_EXERCISE REQUIREMENTS:_ Type out all the entries below word for word, leaving out the pictures.
-*-*-
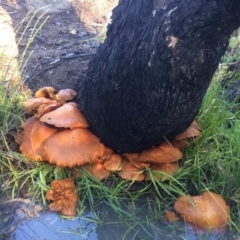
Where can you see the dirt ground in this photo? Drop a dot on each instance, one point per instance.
(59, 53)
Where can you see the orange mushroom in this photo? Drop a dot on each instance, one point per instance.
(99, 172)
(130, 172)
(64, 195)
(113, 164)
(171, 216)
(162, 171)
(184, 139)
(66, 116)
(66, 94)
(208, 210)
(31, 105)
(30, 140)
(72, 147)
(162, 154)
(133, 158)
(46, 92)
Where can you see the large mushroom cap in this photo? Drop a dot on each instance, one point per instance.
(66, 116)
(72, 147)
(64, 197)
(163, 154)
(30, 140)
(208, 210)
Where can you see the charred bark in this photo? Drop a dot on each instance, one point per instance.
(148, 79)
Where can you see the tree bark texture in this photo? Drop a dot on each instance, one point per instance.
(147, 81)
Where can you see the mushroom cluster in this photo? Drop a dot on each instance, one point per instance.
(208, 211)
(57, 132)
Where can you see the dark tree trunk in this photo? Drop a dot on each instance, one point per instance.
(148, 79)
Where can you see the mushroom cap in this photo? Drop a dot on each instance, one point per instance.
(208, 210)
(66, 94)
(64, 196)
(31, 105)
(46, 108)
(107, 154)
(72, 147)
(190, 132)
(45, 92)
(130, 172)
(164, 153)
(31, 138)
(113, 164)
(171, 216)
(133, 158)
(66, 116)
(162, 171)
(99, 172)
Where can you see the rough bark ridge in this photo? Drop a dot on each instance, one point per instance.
(148, 79)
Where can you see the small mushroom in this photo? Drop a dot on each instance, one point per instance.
(162, 171)
(130, 172)
(66, 116)
(66, 94)
(114, 164)
(46, 92)
(72, 147)
(133, 158)
(99, 172)
(208, 210)
(107, 154)
(171, 216)
(184, 139)
(64, 195)
(46, 108)
(30, 140)
(31, 105)
(162, 154)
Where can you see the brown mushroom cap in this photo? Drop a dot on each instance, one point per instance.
(133, 158)
(171, 216)
(208, 210)
(162, 171)
(99, 172)
(66, 116)
(30, 140)
(130, 172)
(113, 164)
(31, 105)
(162, 154)
(64, 196)
(72, 147)
(45, 92)
(66, 94)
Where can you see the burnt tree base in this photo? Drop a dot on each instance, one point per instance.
(147, 80)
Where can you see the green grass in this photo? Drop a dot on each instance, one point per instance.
(211, 163)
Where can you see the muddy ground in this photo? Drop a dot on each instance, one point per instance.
(59, 53)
-*-*-
_RESULT BELOW:_
Where can you see the dirt ground in this photo? Drop a dot on each instance, one point per instance.
(59, 53)
Where can you see the orange mushroom in this photo? Drop a dot on each instance, one point per instance.
(99, 172)
(130, 172)
(64, 195)
(113, 164)
(171, 216)
(162, 171)
(184, 139)
(66, 116)
(66, 94)
(208, 210)
(31, 105)
(30, 140)
(72, 147)
(162, 154)
(133, 158)
(46, 92)
Where can you see the large mushroom cap in this photo? Drop a dot on each instance, one point per instance.
(66, 116)
(72, 147)
(64, 197)
(163, 154)
(30, 140)
(208, 210)
Where can you see the charred bark in this photo? Drop a dot on each instance, one point per instance.
(148, 79)
Where can you see the tree bark texture in this photo? Drop a dot on each instance, one point per instance.
(147, 81)
Where can you see the mushroom cluster in this photo? Drop a dot on each instance, one point per instance.
(208, 211)
(57, 132)
Where can you see the dark tree trunk in this photo? Drop a dot on each instance, one point per instance.
(148, 79)
Where can you see the mushroom cap in this photo? Drop a dot on each instance, one point per instance.
(208, 210)
(66, 94)
(64, 196)
(31, 105)
(46, 108)
(107, 154)
(72, 147)
(190, 132)
(45, 92)
(130, 172)
(164, 153)
(31, 138)
(113, 164)
(171, 216)
(133, 158)
(66, 116)
(162, 171)
(99, 172)
Where can you see the rough bark ridge in this photo? Drop a dot on each instance, one point per instance.
(148, 79)
Where can you see the small mushroom in this photo? Drop a dot on each instance, one point per instance.
(162, 171)
(130, 172)
(66, 116)
(66, 94)
(114, 164)
(46, 92)
(72, 147)
(133, 158)
(99, 172)
(208, 210)
(107, 154)
(171, 216)
(184, 139)
(64, 195)
(46, 108)
(30, 140)
(31, 105)
(162, 154)
Where can you see the brown mushroom cap in this photo? Drop a dot on each instance, one point per instance.
(133, 158)
(171, 216)
(208, 210)
(162, 171)
(99, 172)
(66, 116)
(30, 140)
(130, 172)
(113, 164)
(31, 105)
(162, 154)
(64, 196)
(72, 147)
(45, 92)
(66, 94)
Where can you see the burnt tree base in this photo? Drop a dot on each instance, one point per instance.
(147, 80)
Where can you see the green grass in this photo? Drop a dot on each instance, one point per instance.
(211, 163)
Where can you see the muddy ground in this photo? Drop a dot on each instance, one point per instance.
(59, 53)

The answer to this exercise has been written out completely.